### Supplied text

======

Do it for a few minutes at a clip. Just remember, easy does it, mama. Shoot for around five minutes per day, and if you miss a day or two, don’t fret — just pick it right back up tomorrow. 

Now, clean your hands (obvs), and grab a mirror. It’s time to get to know the area.

Step Two: Wash Up and Get Comfy

For the second stage of the process, before beginning your massage, be sure to wash your hands. Then find a comfortable position to reach your perineum, such as with one leg up in the shower or sitting propped up in bed with your knees bent. If you find it too difficult or painful to reach around your baby bump, you can always ask your partner to help you. 

Step Three: Grab a Bottle of Gel or Oil

Next, load up on massage gel — about a teaspoon should do it. Some people use all-natural oil like almond oil, olive oil, or coconut oil. However, stay away from water-soluble lube and anything with essential oils in it, as these can cause perineal pain or a vaginal infection in some cases.

If you run out of gel partway through your massage, don’t be afraid to grab more. The “right” amount of gel is completely up to you. 

Step Four: Insert Your Fingers

Once you have clean hands and are ready, begin by inserting two fingers into your vaginal opening up to the first knuckle. You can use your thumbs or index fingers — whatever feels most comfortable. It might be handy to grab that mirror we mentioned earlier.

======

### What you have to do
Pick up the perineal massage guide at the point where it ends and write what comes next.

### Excerpted records
======

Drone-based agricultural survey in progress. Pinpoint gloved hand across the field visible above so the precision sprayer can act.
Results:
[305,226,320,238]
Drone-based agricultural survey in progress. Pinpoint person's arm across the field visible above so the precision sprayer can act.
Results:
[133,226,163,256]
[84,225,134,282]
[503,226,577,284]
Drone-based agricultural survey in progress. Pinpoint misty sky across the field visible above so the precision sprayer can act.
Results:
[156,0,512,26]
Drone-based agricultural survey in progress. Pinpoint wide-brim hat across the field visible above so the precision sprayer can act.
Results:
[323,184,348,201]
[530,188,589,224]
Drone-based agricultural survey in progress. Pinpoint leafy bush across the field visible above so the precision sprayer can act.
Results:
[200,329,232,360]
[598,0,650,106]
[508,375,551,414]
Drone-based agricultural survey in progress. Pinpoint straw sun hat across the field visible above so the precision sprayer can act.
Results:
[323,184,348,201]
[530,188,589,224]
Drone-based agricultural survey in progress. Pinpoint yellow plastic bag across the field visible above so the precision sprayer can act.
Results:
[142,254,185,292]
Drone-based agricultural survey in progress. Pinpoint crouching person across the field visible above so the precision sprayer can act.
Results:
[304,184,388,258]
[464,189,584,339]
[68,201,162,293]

======

### Exercise result
Step Four: Proceed Slowlfully and Mindfully

Resting your palms on the inside of your legs, begin stretching the area apart to the sides and then back towards your booty. Slowly add pressure, and practice holding the area stretched out in a U-shaped movement for up to two minutes at a time. The stretching sensation is normal.

In addition, you might feel a slight burning sensation at first, but over time, you should be able to stretch out the tissue further and further without any discomfort.

Lastly, if you have any questions or concerns about perineal massage in pregnancy, don’t hesitate to reach out to your Ob/Gyn or another healthcare provider.

A Quick Summary

As you progress into the last few weeks of your pregnancy, you may want to start massaging your perineum, aka the region around your vagina, to help stretch it out. Basically, the goal is to loosen and stretch your vagina in advance of giving birth. 

Sensual, right?

Doing this kind of daily massage could lead to less tearing and a need for an episiotomy. We advise taking a warm bath first to loosen everything up, and gently lubricate your fingers, thumbs, and perineal area with vitamin E oil or any kind of pure, all-natural oil (not baby oil or vaseline/Aquaphor).

Place your thumbs at about the first knuckle into your vagina and start pressing down towards your butt and stretching them into the sides. Keep stretching the area until you feel a bit of pressure, and hold for two minutes. 

Third Trimester Care

Regular perineal massage isn’t the only thing you can do to prepare for baby during the third trimester. Self-care is extra important during this time. Your body is (literally) stretched out to the max, making way for your little one, and it’s likely you may find yourself both exhausted and unable to sleep in the weeks leading up to delivery.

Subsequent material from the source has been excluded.